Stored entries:
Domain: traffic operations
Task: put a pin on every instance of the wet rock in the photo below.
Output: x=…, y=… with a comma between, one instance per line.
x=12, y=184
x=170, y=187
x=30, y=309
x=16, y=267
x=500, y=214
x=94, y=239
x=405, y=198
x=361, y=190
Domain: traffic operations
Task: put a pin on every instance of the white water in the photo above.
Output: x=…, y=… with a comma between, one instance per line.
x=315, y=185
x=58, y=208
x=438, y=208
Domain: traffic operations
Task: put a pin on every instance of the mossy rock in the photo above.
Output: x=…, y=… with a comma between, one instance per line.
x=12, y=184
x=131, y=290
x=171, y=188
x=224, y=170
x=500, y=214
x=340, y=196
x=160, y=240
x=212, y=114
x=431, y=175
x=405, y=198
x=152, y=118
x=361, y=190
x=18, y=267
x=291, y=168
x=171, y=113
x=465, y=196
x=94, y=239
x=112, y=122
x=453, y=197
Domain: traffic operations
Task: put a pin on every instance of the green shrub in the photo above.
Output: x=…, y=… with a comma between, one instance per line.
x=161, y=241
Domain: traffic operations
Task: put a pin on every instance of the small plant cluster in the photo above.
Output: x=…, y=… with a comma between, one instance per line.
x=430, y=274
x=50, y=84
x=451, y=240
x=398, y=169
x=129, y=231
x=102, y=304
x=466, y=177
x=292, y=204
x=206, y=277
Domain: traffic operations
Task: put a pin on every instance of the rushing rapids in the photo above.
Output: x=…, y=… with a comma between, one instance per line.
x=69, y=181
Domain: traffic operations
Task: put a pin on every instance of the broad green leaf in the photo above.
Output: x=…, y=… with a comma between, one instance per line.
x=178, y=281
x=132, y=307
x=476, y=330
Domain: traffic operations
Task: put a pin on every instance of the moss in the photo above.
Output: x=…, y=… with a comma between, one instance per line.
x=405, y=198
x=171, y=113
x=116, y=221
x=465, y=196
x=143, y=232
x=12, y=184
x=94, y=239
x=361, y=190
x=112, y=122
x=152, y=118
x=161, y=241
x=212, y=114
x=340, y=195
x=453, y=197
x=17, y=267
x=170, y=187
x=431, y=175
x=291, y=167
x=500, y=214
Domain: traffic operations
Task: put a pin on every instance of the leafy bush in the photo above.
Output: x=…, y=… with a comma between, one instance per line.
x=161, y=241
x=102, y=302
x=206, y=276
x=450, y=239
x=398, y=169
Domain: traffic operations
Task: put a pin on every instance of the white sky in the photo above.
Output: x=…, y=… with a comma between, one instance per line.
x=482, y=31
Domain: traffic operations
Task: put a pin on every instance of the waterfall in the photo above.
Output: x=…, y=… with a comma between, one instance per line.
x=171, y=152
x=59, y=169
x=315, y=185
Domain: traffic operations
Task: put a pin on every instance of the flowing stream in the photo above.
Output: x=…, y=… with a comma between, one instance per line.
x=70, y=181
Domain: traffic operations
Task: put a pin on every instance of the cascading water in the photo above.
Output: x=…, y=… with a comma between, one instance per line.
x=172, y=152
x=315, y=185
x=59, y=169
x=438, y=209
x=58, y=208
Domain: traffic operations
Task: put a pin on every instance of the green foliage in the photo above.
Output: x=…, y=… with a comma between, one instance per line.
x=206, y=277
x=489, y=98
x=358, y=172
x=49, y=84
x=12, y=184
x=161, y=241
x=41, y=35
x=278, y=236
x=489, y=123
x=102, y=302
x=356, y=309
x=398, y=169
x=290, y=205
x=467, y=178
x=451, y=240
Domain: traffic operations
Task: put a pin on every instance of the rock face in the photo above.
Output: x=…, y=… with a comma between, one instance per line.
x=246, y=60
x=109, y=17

* **Problem to solve**:
How many lines in the records include the word "rock"? Reply with the number alone.

* **Task answer**:
3